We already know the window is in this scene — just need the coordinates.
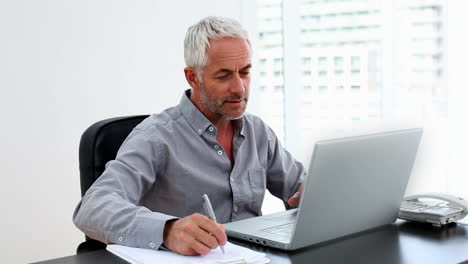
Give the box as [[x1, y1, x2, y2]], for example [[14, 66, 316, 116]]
[[256, 0, 468, 204]]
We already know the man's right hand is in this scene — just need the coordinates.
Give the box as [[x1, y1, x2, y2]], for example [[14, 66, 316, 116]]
[[163, 214, 227, 256]]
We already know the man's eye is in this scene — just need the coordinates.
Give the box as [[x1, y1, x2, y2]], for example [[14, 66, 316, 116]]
[[217, 75, 229, 80]]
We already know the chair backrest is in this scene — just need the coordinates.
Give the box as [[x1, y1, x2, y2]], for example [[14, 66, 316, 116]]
[[77, 115, 149, 253], [79, 115, 148, 197]]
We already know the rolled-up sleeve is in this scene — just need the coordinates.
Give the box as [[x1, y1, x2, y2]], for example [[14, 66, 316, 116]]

■ ■ ■ ■ ■

[WORK TO COMPLETE]:
Change "scene" to "image" in the lines starting with the one that contains "We already know the chair" and going on through the end of the records, and give those lines again with nothing else altered.

[SOLVED PROBLEM]:
We already know the chair backrest is in this image — just need the coordinates.
Give the box as [[x1, y1, x2, y2]], for example [[14, 66, 316, 116]]
[[77, 115, 149, 253], [79, 115, 148, 197]]
We already know the rolled-up sleeve is in this image — just need the coordinates.
Give the box as [[x1, y1, x2, y2]], for example [[14, 66, 316, 116]]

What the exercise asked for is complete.